* [PROBLEM DESCRIPTION]: Print exactly the lines from the line with "Annotation guideline: for every instance of the eastern" to the last line of the data, please, both included.

* [RECORDS FOR PROCESSING]:

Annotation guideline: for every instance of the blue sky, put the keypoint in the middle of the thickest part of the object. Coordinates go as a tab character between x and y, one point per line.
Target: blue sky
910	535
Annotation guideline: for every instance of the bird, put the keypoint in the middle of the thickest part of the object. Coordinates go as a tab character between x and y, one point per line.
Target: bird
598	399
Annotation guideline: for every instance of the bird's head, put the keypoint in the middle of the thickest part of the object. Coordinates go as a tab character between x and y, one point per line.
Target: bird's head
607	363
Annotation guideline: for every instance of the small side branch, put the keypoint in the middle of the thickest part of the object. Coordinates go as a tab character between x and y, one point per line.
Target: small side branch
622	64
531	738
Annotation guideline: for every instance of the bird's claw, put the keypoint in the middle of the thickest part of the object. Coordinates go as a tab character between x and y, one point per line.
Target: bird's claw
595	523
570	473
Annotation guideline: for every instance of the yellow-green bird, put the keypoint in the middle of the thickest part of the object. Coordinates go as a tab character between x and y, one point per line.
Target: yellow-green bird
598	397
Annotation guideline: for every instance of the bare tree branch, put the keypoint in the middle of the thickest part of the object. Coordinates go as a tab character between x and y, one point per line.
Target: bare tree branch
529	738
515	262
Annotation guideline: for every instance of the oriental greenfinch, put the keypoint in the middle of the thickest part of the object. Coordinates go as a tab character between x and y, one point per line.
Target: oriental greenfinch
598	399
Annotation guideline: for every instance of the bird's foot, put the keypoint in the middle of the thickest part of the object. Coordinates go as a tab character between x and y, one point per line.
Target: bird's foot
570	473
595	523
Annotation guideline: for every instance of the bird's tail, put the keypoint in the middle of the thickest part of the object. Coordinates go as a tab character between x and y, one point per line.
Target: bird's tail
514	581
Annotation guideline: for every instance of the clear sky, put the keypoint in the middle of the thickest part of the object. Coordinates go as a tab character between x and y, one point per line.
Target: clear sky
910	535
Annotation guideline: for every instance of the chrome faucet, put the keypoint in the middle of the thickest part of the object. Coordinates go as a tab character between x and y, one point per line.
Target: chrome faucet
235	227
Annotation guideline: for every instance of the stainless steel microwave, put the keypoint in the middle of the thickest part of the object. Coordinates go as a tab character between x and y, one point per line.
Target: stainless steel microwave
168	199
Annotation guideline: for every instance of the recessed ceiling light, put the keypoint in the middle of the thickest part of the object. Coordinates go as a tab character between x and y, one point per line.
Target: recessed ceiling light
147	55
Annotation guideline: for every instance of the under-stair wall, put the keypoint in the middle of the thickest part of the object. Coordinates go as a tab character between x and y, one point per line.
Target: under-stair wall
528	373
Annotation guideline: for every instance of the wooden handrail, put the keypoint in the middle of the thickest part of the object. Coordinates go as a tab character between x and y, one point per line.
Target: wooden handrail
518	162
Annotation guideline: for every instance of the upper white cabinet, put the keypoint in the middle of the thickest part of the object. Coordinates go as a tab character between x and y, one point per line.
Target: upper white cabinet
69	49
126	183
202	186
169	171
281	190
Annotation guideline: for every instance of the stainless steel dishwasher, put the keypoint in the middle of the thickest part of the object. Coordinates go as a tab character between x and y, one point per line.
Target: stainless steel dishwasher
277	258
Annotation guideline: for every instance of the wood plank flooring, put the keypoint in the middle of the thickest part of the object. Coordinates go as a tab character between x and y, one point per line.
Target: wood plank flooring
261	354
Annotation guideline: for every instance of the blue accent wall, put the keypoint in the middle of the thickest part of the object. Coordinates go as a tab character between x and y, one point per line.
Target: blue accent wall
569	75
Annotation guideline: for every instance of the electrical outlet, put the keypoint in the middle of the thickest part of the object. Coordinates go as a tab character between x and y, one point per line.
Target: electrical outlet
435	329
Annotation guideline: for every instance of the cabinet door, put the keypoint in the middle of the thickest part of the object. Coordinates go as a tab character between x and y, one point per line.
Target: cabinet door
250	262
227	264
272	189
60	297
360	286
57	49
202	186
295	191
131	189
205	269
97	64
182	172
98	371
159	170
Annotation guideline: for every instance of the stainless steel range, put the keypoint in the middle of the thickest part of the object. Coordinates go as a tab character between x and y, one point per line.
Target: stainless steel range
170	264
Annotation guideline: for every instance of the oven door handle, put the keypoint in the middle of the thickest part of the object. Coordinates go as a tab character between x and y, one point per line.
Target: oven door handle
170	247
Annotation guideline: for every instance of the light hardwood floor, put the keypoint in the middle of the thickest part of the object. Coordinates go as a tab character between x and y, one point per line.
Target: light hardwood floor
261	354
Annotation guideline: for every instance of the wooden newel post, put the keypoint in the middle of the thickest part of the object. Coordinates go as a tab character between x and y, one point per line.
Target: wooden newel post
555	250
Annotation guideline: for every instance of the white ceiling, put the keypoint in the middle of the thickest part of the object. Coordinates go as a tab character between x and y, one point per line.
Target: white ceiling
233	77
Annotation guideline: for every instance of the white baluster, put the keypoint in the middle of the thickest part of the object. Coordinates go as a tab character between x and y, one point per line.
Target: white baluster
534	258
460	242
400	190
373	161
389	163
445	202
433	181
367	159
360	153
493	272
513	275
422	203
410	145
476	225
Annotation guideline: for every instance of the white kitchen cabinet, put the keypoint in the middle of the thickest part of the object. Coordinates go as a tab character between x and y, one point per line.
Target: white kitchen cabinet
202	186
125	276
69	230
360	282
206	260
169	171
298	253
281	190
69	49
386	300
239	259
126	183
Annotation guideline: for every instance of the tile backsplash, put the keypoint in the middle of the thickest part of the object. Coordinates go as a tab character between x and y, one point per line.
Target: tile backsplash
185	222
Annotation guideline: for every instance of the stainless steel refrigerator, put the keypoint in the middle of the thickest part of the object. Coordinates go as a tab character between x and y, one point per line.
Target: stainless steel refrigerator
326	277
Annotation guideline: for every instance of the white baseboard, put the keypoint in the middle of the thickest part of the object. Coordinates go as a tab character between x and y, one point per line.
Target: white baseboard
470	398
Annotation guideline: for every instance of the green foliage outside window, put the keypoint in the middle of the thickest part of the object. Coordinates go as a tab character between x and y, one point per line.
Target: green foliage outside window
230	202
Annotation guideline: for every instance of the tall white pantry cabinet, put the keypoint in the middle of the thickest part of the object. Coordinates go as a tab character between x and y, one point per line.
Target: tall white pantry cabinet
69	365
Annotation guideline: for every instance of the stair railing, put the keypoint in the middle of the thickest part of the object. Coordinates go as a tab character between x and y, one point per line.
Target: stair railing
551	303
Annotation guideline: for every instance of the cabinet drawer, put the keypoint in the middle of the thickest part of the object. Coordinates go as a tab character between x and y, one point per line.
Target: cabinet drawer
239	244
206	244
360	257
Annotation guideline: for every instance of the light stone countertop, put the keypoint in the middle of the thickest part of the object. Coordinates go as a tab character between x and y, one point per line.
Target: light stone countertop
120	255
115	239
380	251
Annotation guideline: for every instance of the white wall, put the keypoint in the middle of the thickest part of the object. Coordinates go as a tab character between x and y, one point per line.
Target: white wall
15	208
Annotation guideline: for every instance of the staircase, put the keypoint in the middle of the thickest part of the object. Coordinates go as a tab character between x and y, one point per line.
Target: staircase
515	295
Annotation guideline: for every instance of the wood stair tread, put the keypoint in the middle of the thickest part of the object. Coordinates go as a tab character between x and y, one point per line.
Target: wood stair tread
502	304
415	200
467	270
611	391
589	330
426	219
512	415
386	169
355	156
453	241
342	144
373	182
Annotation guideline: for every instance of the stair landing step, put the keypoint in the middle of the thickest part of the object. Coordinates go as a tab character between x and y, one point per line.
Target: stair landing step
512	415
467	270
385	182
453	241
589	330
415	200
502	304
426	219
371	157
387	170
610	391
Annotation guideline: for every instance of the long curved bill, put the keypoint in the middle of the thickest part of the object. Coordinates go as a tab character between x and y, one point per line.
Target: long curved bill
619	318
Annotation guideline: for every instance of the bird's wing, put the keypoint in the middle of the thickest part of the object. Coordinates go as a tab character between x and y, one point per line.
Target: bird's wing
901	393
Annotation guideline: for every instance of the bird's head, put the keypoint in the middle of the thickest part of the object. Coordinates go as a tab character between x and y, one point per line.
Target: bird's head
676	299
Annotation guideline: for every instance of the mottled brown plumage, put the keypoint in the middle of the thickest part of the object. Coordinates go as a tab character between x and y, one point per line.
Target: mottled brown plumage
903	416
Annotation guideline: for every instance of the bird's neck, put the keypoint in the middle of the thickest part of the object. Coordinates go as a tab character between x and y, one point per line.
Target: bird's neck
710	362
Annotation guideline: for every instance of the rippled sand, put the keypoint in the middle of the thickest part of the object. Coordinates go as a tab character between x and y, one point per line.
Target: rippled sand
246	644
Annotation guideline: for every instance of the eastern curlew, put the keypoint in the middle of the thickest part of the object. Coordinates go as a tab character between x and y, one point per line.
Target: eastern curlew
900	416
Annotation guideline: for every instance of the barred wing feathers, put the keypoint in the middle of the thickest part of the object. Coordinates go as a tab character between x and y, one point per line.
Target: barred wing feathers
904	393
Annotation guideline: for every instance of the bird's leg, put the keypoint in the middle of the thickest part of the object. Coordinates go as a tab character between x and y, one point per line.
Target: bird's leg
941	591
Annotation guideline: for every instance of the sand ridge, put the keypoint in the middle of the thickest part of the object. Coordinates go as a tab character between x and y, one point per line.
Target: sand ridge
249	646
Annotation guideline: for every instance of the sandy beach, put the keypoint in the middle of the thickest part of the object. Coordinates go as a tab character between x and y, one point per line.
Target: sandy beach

* [WORKED SOLUTION]:
Annotation guideline: for every instance of the eastern curlew, put the keypoint in the middle of the thickest part of the object. Coordinates go as a tab character between x and y, one point per line.
Target: eastern curlew
900	416
Annotation guideline: for every instance of the barred wing feathers, put the keypoint in the middle of the thickest part of the object. Coordinates go as a tab character between x and y, one point per line.
Target: barred wing feathers
904	393
Annotation guideline: for every instance of the bird's leg, put the keypoint in the middle of the thickest part of the object. Coordinates go as a tab character between x and y, one point per line.
Target: bird's leg
941	591
Annotation guideline: for every instance of the sand ridge, put the keypoint in the middle of the thickest part of the object. Coordinates go as a tab character between x and y, one point per line.
Target: sand ridge
249	646
Annotation guideline: for every instance of the sandy beach, put the keypoint in the middle of the thickest part of the object. Coordinates go as a tab character between x and y, one point per line.
Target: sandy beach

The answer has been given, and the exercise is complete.